__READING PASSAGE__
┌──
Rev. Meg Barnhouse
May 24, 2015

Next in our sermon series on fairy tales, Rev. Meg explores the story of “Goldilocks and the Three Bears.” What does this story say about sharing? Manners? Entitlement? Home invasion? How welcoming are we called to be? Are we Goldilocks or are we the bears? And what does all of this have to do with Elijah of the Old Testament?


I was raised by a father who trusted the government. I was a teenager when Watergate happened, and I remember him saying “The President would not do something like this without a good reason. You can bet he knows more than we do about secret things, and I’m sure his reason for doing this was related to something we’re just not in a position to know.” My mother did not trust the government. She had grown up in India, and told us that you had to leave gifts for the mail man or he would “lose” your mail. Talking to the police one afternoon, she asked them “how late are you open?”

“Lady, this is the police station,” they said. “We’re always open.” She loved studying the American Revolution, though. In ninth grade had a history teacher from Great Britain who told us the Boston Massacre was when scared 17 year old British boys got hurt by angry Colonials who put big rocks into snowballs and were lobbing them at the British boys. Who opened fire. My mother was hopping mad about that one. I think she called the school, even though she was a teacher and generally disapproved of parents complaining to the school about teachers.

My father’s three other siblings were politically more radical. My Aunt Ruth, the Episcopal priest who taught in Dallas at Perkins Seminary, refused to put her social security number on anything. Not at a doctor’s office, not on a loan application, never. She gave me dire warnings about doing it. The other sister, Aunt Dorothy, lived in Nicaragua for a while after the Sandinistas took power, working as a Spanish-German translator. My dad shook his head over both of them and said they had been duped by the Communists.
└──
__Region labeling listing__
┌──
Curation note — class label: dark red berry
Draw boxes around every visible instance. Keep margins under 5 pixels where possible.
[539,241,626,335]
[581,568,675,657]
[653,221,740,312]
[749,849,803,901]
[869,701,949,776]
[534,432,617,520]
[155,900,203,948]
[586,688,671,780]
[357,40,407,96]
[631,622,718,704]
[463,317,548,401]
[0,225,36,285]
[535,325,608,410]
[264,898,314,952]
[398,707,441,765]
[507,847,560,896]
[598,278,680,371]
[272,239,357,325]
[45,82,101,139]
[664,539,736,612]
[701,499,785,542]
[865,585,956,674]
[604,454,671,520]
└──
__OBJECTIVE 1__
According to the sermon text, where did the speaker's mother grow up?
__OBJECTIVE 2__
In the sermon text, write out again the part that opens with the words containing "Next in our" and closes with "the Old Testament?", substituting "Snow White" for "Goldilocks".

__COMPLETE ANSWER 1__
India.

__COMPLETE ANSWER 2__
Next in our sermon series on fairy tales, Rev. Meg explores the story of “Snow White and the Three Bears.” What does this story say about sharing? Manners? Entitlement? Home invasion? How welcoming are we called to be? Are we Snow White or are we the bears? And what does all of this have to do with Elijah of the Old Testament?